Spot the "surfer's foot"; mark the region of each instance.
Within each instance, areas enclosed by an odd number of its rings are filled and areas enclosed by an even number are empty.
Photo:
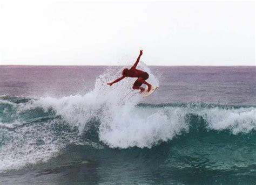
[[[151,87],[152,87],[152,86],[151,84],[149,84],[147,86],[147,92],[150,91],[150,90],[151,90]]]

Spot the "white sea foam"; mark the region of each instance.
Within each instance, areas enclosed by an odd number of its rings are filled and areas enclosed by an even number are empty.
[[[157,79],[149,69],[145,65],[140,67],[150,74],[148,81],[158,85]],[[100,141],[110,147],[120,148],[150,148],[163,141],[171,140],[182,131],[189,132],[190,125],[186,120],[189,113],[201,116],[211,130],[228,129],[234,134],[255,130],[256,112],[253,107],[225,109],[219,107],[137,106],[143,98],[139,94],[130,98],[135,92],[132,92],[125,97],[131,90],[135,79],[126,78],[111,87],[106,85],[118,77],[120,72],[121,70],[107,71],[96,80],[95,89],[85,95],[31,100],[19,104],[17,112],[37,108],[43,108],[45,111],[51,109],[65,123],[77,127],[80,134],[85,134],[89,122],[96,119],[100,123],[98,134]],[[11,104],[17,106],[12,103]],[[18,119],[17,122],[10,124],[10,128],[23,124]],[[76,139],[76,137],[68,133],[64,133],[64,140],[58,138],[52,129],[57,124],[52,120],[41,124],[29,124],[21,127],[18,132],[3,130],[2,135],[6,137],[3,140],[8,143],[4,143],[0,150],[0,172],[46,161],[69,142]],[[5,124],[2,123],[0,126]],[[83,144],[80,141],[77,143]]]

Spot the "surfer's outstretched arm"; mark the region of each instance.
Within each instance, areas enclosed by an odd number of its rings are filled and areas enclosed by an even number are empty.
[[[132,67],[132,69],[135,69],[137,67],[137,65],[138,65],[138,63],[139,63],[139,59],[140,59],[140,56],[142,55],[143,54],[143,51],[140,50],[139,52],[139,56],[138,56],[138,59],[137,59],[136,62],[134,63],[133,66]]]
[[[118,82],[119,81],[122,80],[123,79],[124,79],[125,77],[126,77],[125,76],[123,75],[122,76],[121,76],[120,77],[119,77],[119,78],[117,79],[117,80],[113,81],[113,82],[112,82],[111,83],[107,83],[107,84],[110,85],[110,86],[111,86],[113,84],[113,83]]]

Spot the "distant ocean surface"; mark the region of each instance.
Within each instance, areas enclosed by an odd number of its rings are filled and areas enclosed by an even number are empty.
[[[255,184],[256,67],[0,66],[1,184]]]

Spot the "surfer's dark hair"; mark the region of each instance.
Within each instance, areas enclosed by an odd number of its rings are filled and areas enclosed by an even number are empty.
[[[129,69],[128,69],[128,68],[124,68],[124,69],[123,69],[123,71],[122,72],[122,74],[123,75],[125,76],[127,75],[129,71]]]

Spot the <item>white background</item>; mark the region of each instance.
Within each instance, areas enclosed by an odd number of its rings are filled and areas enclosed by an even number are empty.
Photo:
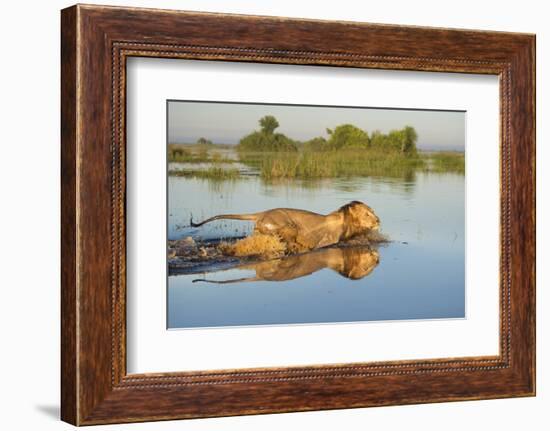
[[[537,33],[539,220],[537,269],[538,396],[507,399],[249,416],[98,429],[546,429],[550,421],[550,117],[549,14],[545,2],[440,1],[139,1],[133,6],[283,15],[380,23]],[[59,410],[59,9],[69,2],[3,4],[0,94],[2,211],[0,396],[4,429],[70,429]]]
[[[498,354],[496,76],[140,58],[127,84],[129,373]],[[169,98],[467,111],[467,319],[167,331]]]

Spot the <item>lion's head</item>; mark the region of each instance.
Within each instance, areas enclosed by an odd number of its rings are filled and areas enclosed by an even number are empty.
[[[363,202],[352,201],[339,209],[344,215],[344,237],[367,233],[380,228],[380,219],[371,207]]]

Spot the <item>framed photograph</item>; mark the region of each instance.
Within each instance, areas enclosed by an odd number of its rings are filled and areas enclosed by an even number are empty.
[[[61,14],[62,419],[535,394],[535,36]]]

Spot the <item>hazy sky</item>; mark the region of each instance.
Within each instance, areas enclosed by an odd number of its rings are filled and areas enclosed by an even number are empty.
[[[277,118],[277,132],[300,141],[327,137],[327,127],[349,123],[369,133],[413,126],[417,147],[423,150],[463,151],[465,144],[465,112],[180,101],[168,103],[168,141],[195,143],[204,137],[218,144],[236,144],[259,130],[258,120],[264,115]]]

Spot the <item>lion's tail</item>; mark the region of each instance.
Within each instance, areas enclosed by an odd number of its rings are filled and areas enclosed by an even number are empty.
[[[256,214],[220,214],[214,217],[210,217],[200,223],[193,223],[193,218],[191,218],[191,226],[192,227],[199,227],[202,226],[205,223],[210,223],[214,220],[220,220],[220,219],[228,219],[228,220],[249,220],[249,221],[256,221],[258,219],[258,216],[261,213]]]

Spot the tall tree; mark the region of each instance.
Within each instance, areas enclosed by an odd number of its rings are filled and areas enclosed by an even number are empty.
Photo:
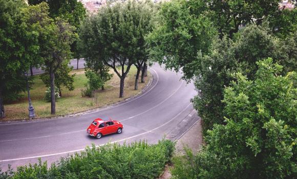
[[[26,87],[24,73],[38,63],[38,25],[30,24],[23,1],[0,1],[0,117],[4,97]]]
[[[146,41],[150,58],[177,72],[182,68],[185,76],[193,76],[188,63],[196,59],[197,52],[208,52],[216,32],[204,14],[202,1],[173,0],[159,10],[159,25]]]
[[[63,64],[68,64],[71,57],[70,44],[77,38],[75,27],[57,17],[46,27],[40,53],[44,60],[44,70],[50,75],[51,114],[55,113],[55,73]]]
[[[144,37],[148,33],[153,30],[154,26],[154,15],[156,12],[154,11],[155,7],[152,2],[140,2],[140,6],[135,9],[133,12],[135,15],[139,16],[139,24],[134,30],[136,31],[137,36],[135,36],[136,40],[137,41],[138,47],[135,49],[135,62],[134,65],[137,69],[136,75],[135,76],[135,83],[134,90],[138,90],[138,80],[139,75],[142,71],[143,65],[148,58],[147,46],[145,44]],[[147,70],[144,66],[144,71]],[[143,80],[143,78],[141,78],[141,81]]]
[[[73,67],[69,68],[68,62],[68,60],[63,62],[55,73],[55,85],[59,90],[59,94],[60,97],[62,97],[62,86],[65,86],[69,91],[74,90],[73,82],[74,82],[75,74],[70,74]],[[47,87],[50,86],[50,78],[48,71],[41,74],[40,78]]]
[[[271,33],[265,26],[250,25],[233,40],[227,36],[215,40],[209,54],[199,53],[191,63],[197,69],[195,81],[199,92],[193,102],[203,119],[204,132],[214,124],[224,123],[221,101],[224,87],[231,79],[230,73],[241,71],[252,79],[257,70],[256,62],[269,57],[283,65],[284,73],[297,69],[296,38],[282,40]]]
[[[297,174],[297,74],[282,75],[271,58],[253,79],[234,74],[224,90],[225,125],[208,130],[207,145],[180,162],[177,178],[293,178]],[[190,156],[189,155],[188,156]],[[182,175],[179,171],[189,172]],[[179,176],[182,176],[179,177]]]
[[[85,57],[86,67],[99,77],[102,84],[101,90],[104,90],[105,83],[111,79],[112,75],[109,73],[109,66],[105,65],[99,59],[94,31],[96,28],[91,18],[89,17],[84,20],[79,31],[78,47],[80,53]]]
[[[66,20],[71,26],[76,28],[75,32],[77,32],[79,29],[80,23],[86,17],[86,10],[80,2],[77,0],[29,0],[29,4],[37,5],[41,2],[45,2],[49,5],[50,16],[52,18],[60,17]],[[81,57],[77,47],[77,40],[74,40],[71,44],[71,52],[73,53],[73,57],[77,59],[77,68],[78,68],[78,60]],[[70,68],[67,71],[70,71]],[[62,72],[63,69],[59,69]],[[61,79],[70,79],[70,76],[65,73],[60,73],[60,75],[65,75],[61,77]],[[47,84],[46,84],[47,85]],[[72,84],[73,85],[73,84]]]
[[[221,38],[231,36],[242,24],[262,24],[264,18],[277,15],[280,0],[203,0]]]
[[[144,16],[149,12],[143,10],[146,6],[142,2],[128,1],[103,7],[97,15],[86,19],[79,33],[84,51],[95,54],[93,60],[103,62],[120,78],[120,98],[123,97],[124,80],[131,66],[137,58],[142,58],[139,55],[143,47],[139,45],[143,44],[143,35],[151,28],[146,24],[149,17]]]

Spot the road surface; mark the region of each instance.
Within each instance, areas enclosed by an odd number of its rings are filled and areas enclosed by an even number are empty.
[[[83,58],[81,58],[78,60],[78,69],[82,69],[84,68],[84,60]],[[69,66],[73,66],[73,69],[76,70],[77,68],[77,60],[76,59],[72,59],[70,60],[70,64]],[[33,74],[34,75],[38,75],[44,73],[44,71],[41,69],[41,68],[36,68],[33,67],[32,68]],[[28,72],[30,74],[30,71]]]
[[[79,152],[92,143],[122,143],[145,139],[155,143],[164,135],[177,139],[198,120],[189,118],[196,94],[192,83],[180,80],[181,75],[158,65],[150,71],[152,85],[140,96],[98,111],[81,116],[34,122],[0,124],[0,168],[13,168],[34,163],[40,157],[48,164]],[[92,120],[106,115],[123,123],[122,133],[95,139],[86,133]]]

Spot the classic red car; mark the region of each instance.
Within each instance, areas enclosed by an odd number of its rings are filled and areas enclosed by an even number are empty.
[[[118,121],[110,118],[97,118],[87,129],[87,133],[90,136],[100,139],[102,136],[112,133],[121,133],[123,125]]]

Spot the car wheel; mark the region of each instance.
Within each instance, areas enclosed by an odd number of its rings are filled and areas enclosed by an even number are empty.
[[[118,129],[118,130],[117,130],[117,133],[122,133],[122,128],[119,128]]]
[[[97,134],[97,135],[96,136],[96,138],[97,139],[100,139],[100,138],[101,138],[101,137],[102,137],[102,133],[98,133]]]

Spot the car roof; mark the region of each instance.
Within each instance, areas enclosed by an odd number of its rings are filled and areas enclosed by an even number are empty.
[[[95,119],[94,121],[98,122],[99,123],[101,123],[105,121],[112,121],[112,119],[107,117],[107,116],[100,116],[99,118]]]

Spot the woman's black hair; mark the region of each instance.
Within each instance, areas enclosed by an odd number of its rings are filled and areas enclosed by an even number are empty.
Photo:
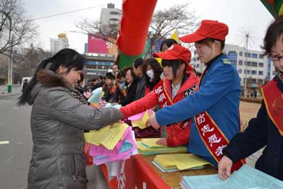
[[[37,74],[41,69],[45,69],[48,64],[51,64],[49,69],[56,73],[59,66],[63,66],[68,68],[67,73],[70,71],[72,68],[76,70],[82,70],[84,67],[85,59],[79,54],[76,51],[71,49],[63,49],[56,53],[52,57],[44,59],[37,66],[33,79],[28,83],[28,86],[23,91],[23,94],[19,97],[18,105],[25,105],[28,102],[31,91],[35,84],[38,82],[37,79]]]
[[[149,79],[150,78],[147,76],[146,74],[146,69],[147,66],[150,65],[154,70],[154,79],[152,80],[151,82],[150,82]],[[146,76],[146,86],[149,86],[150,83],[154,84],[154,85],[156,84],[158,82],[160,81],[160,75],[162,74],[163,71],[161,66],[157,62],[156,59],[153,58],[149,58],[146,59],[144,60],[144,62],[142,63],[142,74],[144,76]]]
[[[185,67],[184,69],[184,76],[187,71],[187,64],[182,59],[162,59],[161,64],[163,67],[172,67],[174,78],[177,76],[177,69],[183,64],[185,64]]]
[[[122,70],[119,71],[118,74],[117,74],[116,76],[117,79],[118,79],[125,76],[126,76],[126,73]]]
[[[160,51],[161,52],[163,51],[163,46],[164,43],[166,44],[167,47],[171,47],[171,45],[173,44],[178,44],[177,41],[175,41],[173,39],[170,39],[170,38],[166,39],[161,42],[161,45],[160,45]]]
[[[261,48],[265,50],[263,55],[270,56],[271,55],[271,48],[275,45],[276,41],[283,34],[283,15],[276,18],[267,28],[265,39],[263,40],[263,46]]]
[[[106,75],[106,79],[109,79],[111,80],[115,79],[115,76],[113,75],[113,74],[112,74],[112,72],[107,72],[105,75]]]
[[[142,62],[144,62],[144,59],[142,58],[137,58],[134,62],[134,67],[137,69],[142,66]]]

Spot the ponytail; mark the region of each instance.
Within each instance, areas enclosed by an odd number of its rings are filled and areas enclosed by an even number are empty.
[[[46,67],[48,63],[52,62],[52,58],[45,59],[40,64],[37,66],[35,69],[35,74],[30,81],[28,83],[27,87],[23,91],[22,95],[18,98],[18,101],[17,103],[18,105],[25,105],[25,103],[28,102],[28,98],[30,96],[31,91],[33,90],[33,87],[37,83],[37,79],[36,78],[36,75],[40,69],[43,69]]]

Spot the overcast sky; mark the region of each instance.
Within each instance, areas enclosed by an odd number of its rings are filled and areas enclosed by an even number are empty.
[[[66,33],[71,48],[83,52],[86,35],[73,33],[77,30],[74,23],[83,18],[98,20],[101,8],[106,8],[108,3],[113,3],[115,8],[121,8],[122,0],[22,0],[30,18],[36,18],[64,12],[94,7],[82,11],[34,21],[38,25],[40,34],[38,41],[45,50],[50,50],[50,38],[57,38],[60,33]],[[226,23],[229,33],[226,43],[243,46],[241,30],[249,31],[253,36],[250,49],[260,50],[267,25],[273,18],[260,0],[158,0],[156,10],[169,8],[175,4],[190,2],[201,20],[217,20]]]

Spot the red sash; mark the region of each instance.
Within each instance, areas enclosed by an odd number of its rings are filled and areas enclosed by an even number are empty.
[[[159,82],[154,88],[154,93],[158,98],[160,105],[161,108],[164,108],[166,106],[173,105],[174,103],[171,100],[171,96],[165,89],[165,80],[163,79],[162,81],[163,82]],[[188,120],[173,123],[173,125],[177,125],[181,128],[185,128],[188,124]]]
[[[283,136],[283,93],[277,86],[274,79],[262,88],[263,101],[268,116]]]
[[[200,82],[206,71],[207,68],[200,76],[197,89],[200,88]],[[210,154],[219,163],[222,158],[222,151],[228,145],[229,141],[207,111],[195,115],[194,119],[200,138]],[[231,172],[239,169],[244,164],[246,164],[244,159],[238,161],[233,164]]]

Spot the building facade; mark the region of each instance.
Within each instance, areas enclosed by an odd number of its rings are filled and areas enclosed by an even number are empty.
[[[120,25],[122,11],[115,8],[115,4],[108,4],[107,8],[102,8],[100,12],[101,24],[110,24]]]
[[[85,57],[86,79],[105,76],[107,72],[112,71],[114,57],[85,55]]]
[[[68,38],[66,33],[58,35],[57,39],[50,38],[50,52],[52,54],[57,53],[60,50],[69,47]]]
[[[271,60],[267,56],[263,56],[261,51],[248,50],[246,52],[245,47],[226,44],[224,52],[231,64],[237,68],[241,78],[242,94],[244,93],[246,83],[247,96],[258,96],[259,88],[276,75]],[[205,64],[200,62],[195,51],[193,54],[191,64],[197,71],[202,73]]]

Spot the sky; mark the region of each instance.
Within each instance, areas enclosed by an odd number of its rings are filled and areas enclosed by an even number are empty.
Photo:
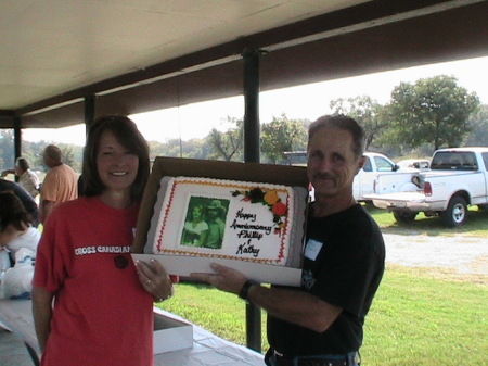
[[[338,98],[370,96],[385,104],[393,89],[401,81],[413,84],[418,79],[441,74],[457,77],[459,86],[468,92],[476,92],[481,103],[488,104],[487,70],[488,58],[478,58],[266,91],[260,93],[259,119],[262,124],[285,113],[288,118],[314,121],[330,113],[330,101]],[[203,138],[211,128],[224,130],[227,116],[243,118],[242,96],[131,115],[147,140],[159,142],[180,137],[184,141]],[[55,130],[24,129],[23,139],[84,146],[85,125]]]

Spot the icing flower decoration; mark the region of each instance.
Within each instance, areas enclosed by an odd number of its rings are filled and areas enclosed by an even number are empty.
[[[279,201],[272,205],[272,213],[278,216],[284,216],[286,214],[286,204]]]
[[[266,201],[266,203],[268,203],[270,205],[273,205],[279,200],[280,200],[280,198],[278,197],[277,191],[268,191],[265,193],[265,201]]]
[[[280,235],[281,228],[284,226],[283,217],[286,216],[287,206],[281,202],[280,197],[275,190],[265,192],[259,187],[253,188],[248,191],[233,191],[232,197],[244,195],[244,202],[261,203],[267,205],[273,214],[274,234]]]

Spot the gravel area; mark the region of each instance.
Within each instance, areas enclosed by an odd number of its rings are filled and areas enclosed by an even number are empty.
[[[488,238],[384,234],[386,263],[488,275]]]

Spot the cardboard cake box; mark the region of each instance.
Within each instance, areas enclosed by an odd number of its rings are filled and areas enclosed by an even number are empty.
[[[157,201],[159,181],[165,176],[256,181],[304,187],[305,189],[308,189],[306,168],[301,166],[156,157],[141,202],[133,244],[134,253],[143,253],[143,248],[149,240],[147,234],[151,227],[154,206]],[[296,244],[301,245],[301,243]],[[172,254],[132,254],[132,256],[134,260],[142,261],[154,258],[162,263],[169,274],[182,277],[198,272],[214,273],[210,268],[210,263],[215,262],[235,268],[236,270],[242,272],[251,280],[261,283],[299,286],[301,278],[301,269],[299,268],[258,264],[246,261]]]
[[[154,311],[154,354],[172,352],[193,346],[191,324]]]

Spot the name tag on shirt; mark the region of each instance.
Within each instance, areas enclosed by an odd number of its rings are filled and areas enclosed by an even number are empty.
[[[305,257],[311,261],[317,260],[317,255],[319,255],[322,245],[323,243],[318,240],[308,239],[307,245],[305,247]]]

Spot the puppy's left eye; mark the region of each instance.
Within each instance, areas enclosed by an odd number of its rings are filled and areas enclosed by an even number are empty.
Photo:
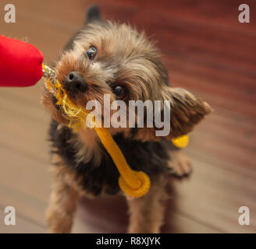
[[[86,54],[89,60],[94,60],[97,55],[97,48],[94,46],[91,46],[90,48],[86,51]]]

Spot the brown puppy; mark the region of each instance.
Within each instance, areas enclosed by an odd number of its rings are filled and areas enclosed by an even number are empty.
[[[185,89],[169,86],[160,53],[144,33],[126,24],[101,20],[97,8],[91,9],[88,16],[85,29],[56,65],[58,79],[69,97],[80,107],[91,100],[103,106],[105,94],[109,94],[111,102],[122,100],[126,104],[138,100],[170,102],[167,136],[156,136],[155,125],[109,128],[131,168],[144,171],[151,181],[146,195],[127,199],[128,231],[158,233],[164,215],[162,201],[166,196],[165,176],[170,167],[179,175],[190,170],[189,160],[170,140],[192,131],[211,108]],[[69,233],[79,196],[120,193],[119,174],[95,132],[73,132],[55,102],[45,89],[43,104],[53,117],[50,137],[55,175],[47,219],[50,231]]]

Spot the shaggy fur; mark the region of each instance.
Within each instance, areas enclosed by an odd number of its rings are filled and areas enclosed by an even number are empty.
[[[91,61],[85,52],[92,45],[98,53]],[[125,89],[125,101],[170,100],[171,132],[167,137],[156,137],[155,127],[109,128],[131,168],[147,173],[152,184],[143,198],[127,200],[128,231],[159,232],[166,196],[165,176],[171,168],[179,176],[190,171],[189,160],[170,139],[192,131],[211,108],[185,89],[169,86],[160,52],[144,33],[126,24],[102,21],[97,8],[90,9],[85,28],[69,43],[56,65],[60,82],[73,71],[79,72],[87,84],[85,92],[67,93],[81,107],[90,100],[97,100],[103,106],[105,93],[110,94],[113,101],[116,96],[112,87],[116,85]],[[95,132],[87,129],[74,133],[55,103],[55,98],[44,89],[43,104],[53,117],[50,139],[55,176],[47,218],[50,231],[68,233],[79,196],[119,193],[119,174]]]

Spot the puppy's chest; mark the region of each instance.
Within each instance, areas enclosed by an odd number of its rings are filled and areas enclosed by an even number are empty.
[[[120,191],[119,174],[100,142],[94,144],[90,136],[81,141],[67,128],[58,130],[54,121],[51,130],[55,150],[66,167],[75,170],[78,184],[85,191],[98,195],[115,195]],[[114,139],[133,170],[143,170],[151,178],[167,172],[169,148],[165,142],[141,142],[125,139],[122,134],[115,135]]]

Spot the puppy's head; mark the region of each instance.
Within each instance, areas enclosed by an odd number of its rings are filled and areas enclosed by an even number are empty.
[[[169,86],[158,49],[144,33],[138,33],[126,24],[89,24],[74,41],[73,48],[63,53],[56,65],[56,73],[71,100],[83,107],[89,100],[96,100],[103,110],[104,95],[108,94],[111,103],[119,100],[126,105],[129,100],[161,100],[161,113],[164,111],[164,100],[169,100],[168,139],[188,133],[211,111],[205,102],[185,89]],[[46,91],[44,107],[57,121],[67,124],[62,110],[55,102]],[[101,113],[104,116],[104,111]],[[129,114],[126,117],[128,119]],[[111,128],[112,133],[124,132],[141,140],[157,139],[158,129],[155,124],[150,128]]]

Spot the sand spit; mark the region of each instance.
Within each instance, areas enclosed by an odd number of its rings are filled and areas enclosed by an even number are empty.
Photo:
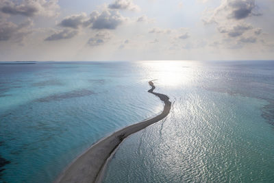
[[[99,182],[107,160],[115,149],[127,136],[166,117],[171,110],[171,102],[164,94],[154,93],[155,86],[149,82],[151,88],[149,93],[158,97],[164,103],[164,110],[159,115],[138,123],[125,127],[112,135],[103,138],[91,146],[86,152],[76,158],[60,175],[55,182]]]

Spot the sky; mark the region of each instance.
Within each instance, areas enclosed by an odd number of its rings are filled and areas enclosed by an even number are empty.
[[[273,0],[1,0],[0,61],[274,60]]]

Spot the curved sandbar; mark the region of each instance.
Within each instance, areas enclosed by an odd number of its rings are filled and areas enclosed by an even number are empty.
[[[152,119],[134,124],[114,132],[91,146],[84,154],[77,158],[63,172],[55,182],[95,182],[100,175],[105,162],[125,138],[144,129],[166,117],[171,110],[171,102],[169,97],[153,92],[155,86],[152,81],[149,82],[151,88],[148,90],[164,102],[164,110]]]

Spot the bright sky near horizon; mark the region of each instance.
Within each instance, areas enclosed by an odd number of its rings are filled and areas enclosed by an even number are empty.
[[[274,60],[273,0],[1,0],[0,60]]]

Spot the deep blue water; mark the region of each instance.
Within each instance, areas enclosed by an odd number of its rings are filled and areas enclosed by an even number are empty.
[[[274,62],[0,64],[0,182],[51,182],[101,138],[127,138],[105,182],[274,181]],[[5,162],[5,163],[4,163]]]

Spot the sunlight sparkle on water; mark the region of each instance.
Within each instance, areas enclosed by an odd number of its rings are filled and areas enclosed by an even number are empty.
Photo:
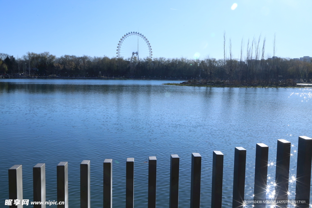
[[[237,7],[237,4],[236,3],[234,3],[233,4],[233,5],[232,5],[232,6],[231,7],[231,9],[232,10],[234,10],[236,8],[236,7]]]
[[[311,88],[300,88],[299,89],[303,92],[301,93],[292,92],[290,94],[289,98],[290,98],[293,95],[295,95],[303,98],[303,99],[301,100],[303,102],[304,100],[306,102],[310,99],[312,99],[312,89]]]

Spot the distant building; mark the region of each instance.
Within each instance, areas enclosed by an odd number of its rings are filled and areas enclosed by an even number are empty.
[[[312,61],[312,57],[309,56],[303,56],[300,58],[295,58],[293,59],[293,60],[298,60],[302,61]]]
[[[277,56],[272,56],[272,58],[268,58],[268,60],[273,60],[277,58]]]

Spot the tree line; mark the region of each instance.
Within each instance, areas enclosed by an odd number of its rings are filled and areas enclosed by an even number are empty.
[[[206,83],[226,81],[235,84],[277,84],[290,80],[310,81],[312,79],[312,62],[275,56],[275,36],[273,56],[265,58],[266,39],[261,46],[260,38],[261,36],[257,40],[248,40],[246,52],[242,39],[238,59],[233,57],[231,39],[228,49],[226,47],[225,33],[223,59],[146,58],[134,65],[129,59],[106,56],[65,55],[57,57],[47,52],[28,52],[17,59],[0,53],[0,73],[62,77],[182,77],[188,80],[198,80],[200,75]],[[226,52],[228,49],[229,56]]]

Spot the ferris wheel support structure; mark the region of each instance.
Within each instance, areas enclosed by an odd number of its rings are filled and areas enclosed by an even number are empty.
[[[119,41],[116,50],[117,57],[129,59],[130,62],[139,63],[143,58],[152,58],[149,41],[137,32],[129,32],[124,35]]]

§ Directive: Exact repetition is required for the lines from the one that contains "Spot the ferris" through the final line; leave out everything else.

§ The solution:
Spot the ferris wheel support structure; mark the region of each instance.
Within each instance, areas enclosed by an odd number of its rings are filled and areas enclosed by an even number are empty.
[[[119,41],[116,50],[117,57],[129,59],[130,62],[139,63],[143,58],[152,58],[149,41],[137,32],[129,32],[124,35]]]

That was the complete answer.